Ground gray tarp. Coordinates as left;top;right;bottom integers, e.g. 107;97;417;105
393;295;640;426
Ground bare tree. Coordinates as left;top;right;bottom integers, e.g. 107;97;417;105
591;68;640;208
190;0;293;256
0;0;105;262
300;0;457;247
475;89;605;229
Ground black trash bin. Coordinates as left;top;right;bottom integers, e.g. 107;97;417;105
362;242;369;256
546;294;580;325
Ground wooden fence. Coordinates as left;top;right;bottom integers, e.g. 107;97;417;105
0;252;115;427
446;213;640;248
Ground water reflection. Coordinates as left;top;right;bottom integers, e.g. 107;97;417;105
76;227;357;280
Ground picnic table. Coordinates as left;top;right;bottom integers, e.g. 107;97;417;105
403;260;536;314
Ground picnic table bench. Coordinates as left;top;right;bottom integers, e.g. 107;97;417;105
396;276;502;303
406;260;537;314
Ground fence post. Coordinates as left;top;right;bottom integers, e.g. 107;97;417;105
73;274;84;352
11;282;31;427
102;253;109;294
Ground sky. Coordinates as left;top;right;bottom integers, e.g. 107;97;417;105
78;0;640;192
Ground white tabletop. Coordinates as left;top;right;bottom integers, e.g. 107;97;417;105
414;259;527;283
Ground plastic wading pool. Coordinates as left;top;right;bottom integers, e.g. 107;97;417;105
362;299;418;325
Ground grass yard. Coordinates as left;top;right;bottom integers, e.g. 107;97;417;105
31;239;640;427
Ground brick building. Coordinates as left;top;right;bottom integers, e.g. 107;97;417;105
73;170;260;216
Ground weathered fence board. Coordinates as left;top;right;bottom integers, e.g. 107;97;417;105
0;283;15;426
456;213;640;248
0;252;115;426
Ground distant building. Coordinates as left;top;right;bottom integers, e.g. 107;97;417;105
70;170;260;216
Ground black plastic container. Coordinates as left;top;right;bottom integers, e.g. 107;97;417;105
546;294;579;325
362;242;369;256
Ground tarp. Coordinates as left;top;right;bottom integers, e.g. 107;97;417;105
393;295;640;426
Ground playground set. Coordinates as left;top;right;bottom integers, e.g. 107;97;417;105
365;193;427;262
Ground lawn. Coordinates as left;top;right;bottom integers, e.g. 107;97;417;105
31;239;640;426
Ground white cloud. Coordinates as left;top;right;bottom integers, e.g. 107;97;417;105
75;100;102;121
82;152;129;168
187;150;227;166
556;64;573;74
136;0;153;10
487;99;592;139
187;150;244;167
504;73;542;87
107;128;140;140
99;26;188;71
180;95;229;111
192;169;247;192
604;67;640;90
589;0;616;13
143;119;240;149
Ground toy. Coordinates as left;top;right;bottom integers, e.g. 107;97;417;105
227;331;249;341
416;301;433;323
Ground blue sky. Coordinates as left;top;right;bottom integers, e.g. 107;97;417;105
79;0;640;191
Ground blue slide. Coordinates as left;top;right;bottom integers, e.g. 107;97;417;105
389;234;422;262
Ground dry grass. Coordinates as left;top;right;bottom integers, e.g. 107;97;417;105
○ ○ ○ ○
● REQUIREMENTS:
Can you quote, unchanged, the part of the records that opens with the line containing "Ground playground set." and closes with the line containing "416;301;433;323", including both of those lines?

● EXERCISE RESPONSE:
Ground playground set. Coordinates as left;top;right;bottom integers, e.g. 107;97;417;105
365;193;427;262
Ground lawn. Coordinates as left;top;right;bottom integers, e.g. 107;97;417;105
31;239;640;426
Ground white cloud. Coordinates as left;top;right;bottom integers, e.g. 107;97;417;105
75;100;102;121
82;152;129;168
187;150;227;166
556;64;573;74
136;0;153;10
487;99;592;139
187;150;244;167
504;73;542;87
107;128;140;140
99;26;188;71
180;95;229;111
192;169;247;192
604;67;640;90
589;0;616;13
143;119;240;149
Ground toy. Coordinates as left;top;right;bottom integers, e.g. 107;97;417;105
227;331;249;341
416;301;433;323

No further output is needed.